» Try it
Your reply should contain only the line with "Holes follow the even-odd rule." and the lines after it through the end of the data, each written out exactly.

───── Supplied material

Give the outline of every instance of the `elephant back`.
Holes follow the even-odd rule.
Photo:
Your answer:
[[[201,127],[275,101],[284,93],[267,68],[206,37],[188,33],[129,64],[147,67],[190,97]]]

──────────

» Answer section
Holes follow the even-odd rule.
Photo:
Your answer:
[[[201,127],[275,101],[284,93],[267,68],[206,37],[188,33],[129,64],[147,67],[190,97]]]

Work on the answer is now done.